Once the pictures are removed, reproduce what is left of the data below exactly.

-------- The input

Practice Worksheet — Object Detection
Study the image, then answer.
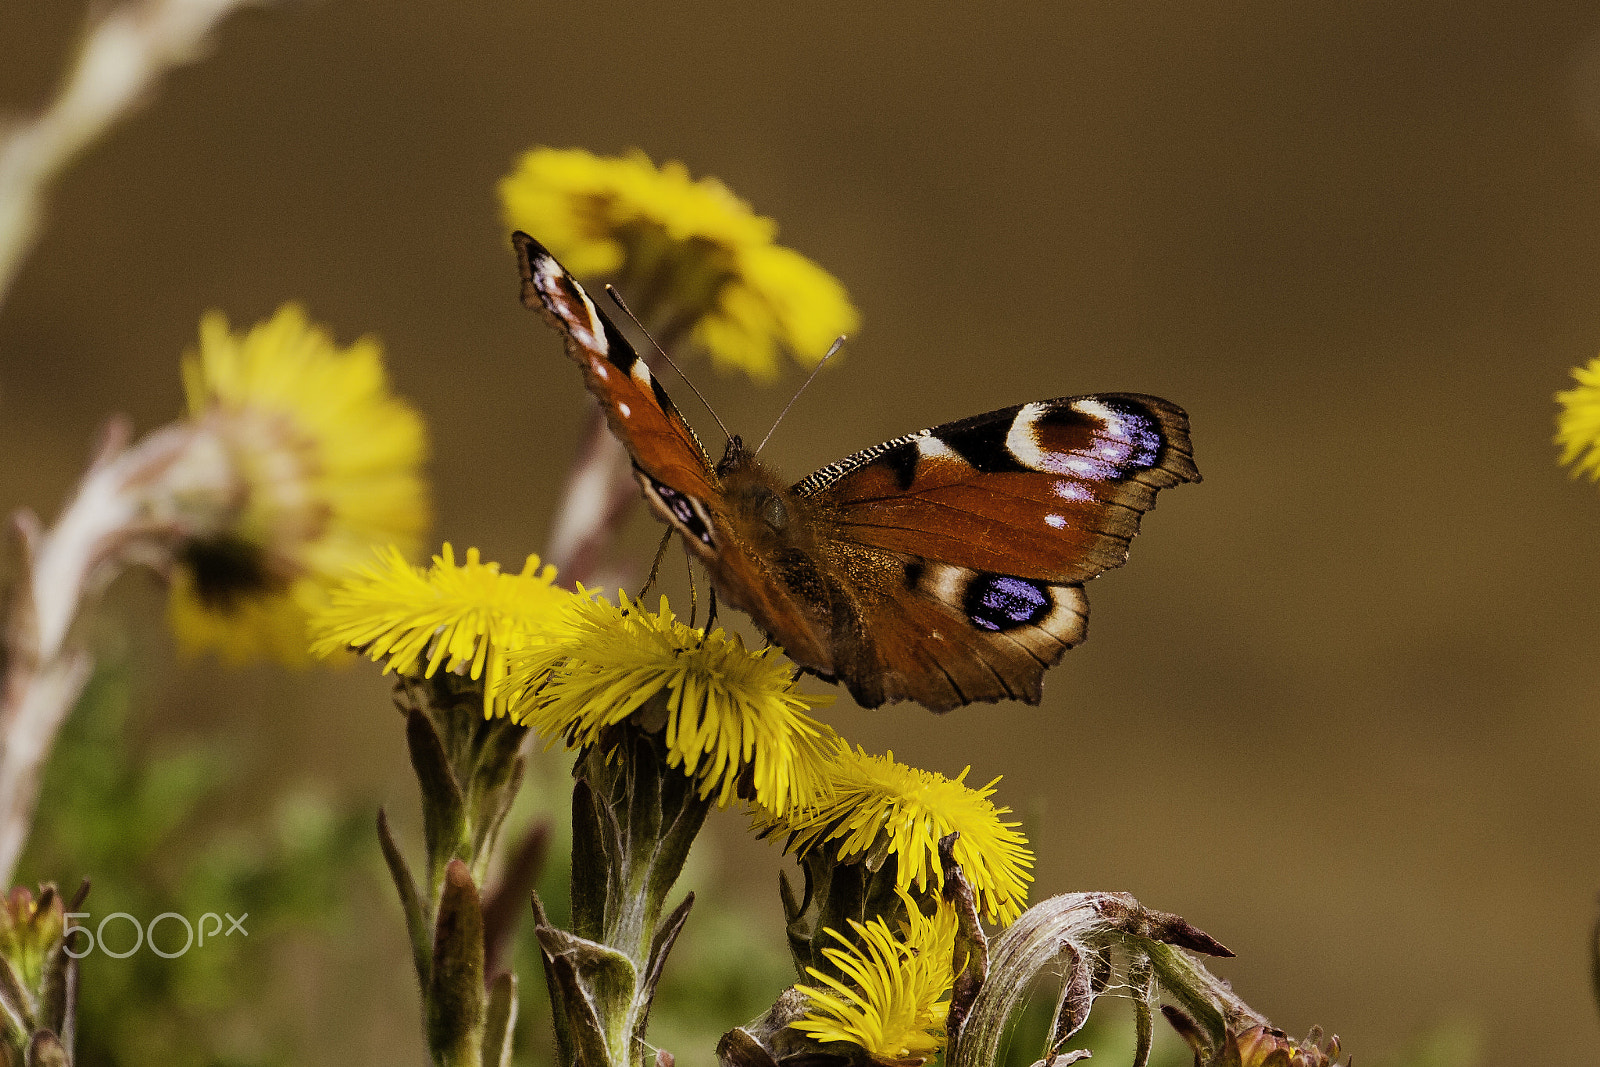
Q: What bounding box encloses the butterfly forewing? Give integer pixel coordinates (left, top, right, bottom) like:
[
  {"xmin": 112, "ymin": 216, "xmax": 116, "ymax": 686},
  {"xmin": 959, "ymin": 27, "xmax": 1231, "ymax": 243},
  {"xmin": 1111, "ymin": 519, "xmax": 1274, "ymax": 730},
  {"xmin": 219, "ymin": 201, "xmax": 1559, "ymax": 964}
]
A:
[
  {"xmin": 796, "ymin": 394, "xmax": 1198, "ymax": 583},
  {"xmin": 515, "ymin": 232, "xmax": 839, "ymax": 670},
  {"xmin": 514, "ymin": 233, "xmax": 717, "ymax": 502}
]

----------------

Completed exercise:
Practice Worksheet — Object Detection
Study the image, then answer.
Q: What bounding box encloses the butterfly forewing? Give integer pixel coordinates (left, top, right, bottom) like:
[
  {"xmin": 112, "ymin": 216, "xmax": 116, "ymax": 686},
  {"xmin": 959, "ymin": 27, "xmax": 1231, "ymax": 243},
  {"xmin": 1111, "ymin": 519, "xmax": 1274, "ymax": 730},
  {"xmin": 219, "ymin": 201, "xmax": 1559, "ymax": 964}
]
A:
[
  {"xmin": 796, "ymin": 394, "xmax": 1198, "ymax": 583},
  {"xmin": 515, "ymin": 232, "xmax": 839, "ymax": 670},
  {"xmin": 514, "ymin": 233, "xmax": 717, "ymax": 502}
]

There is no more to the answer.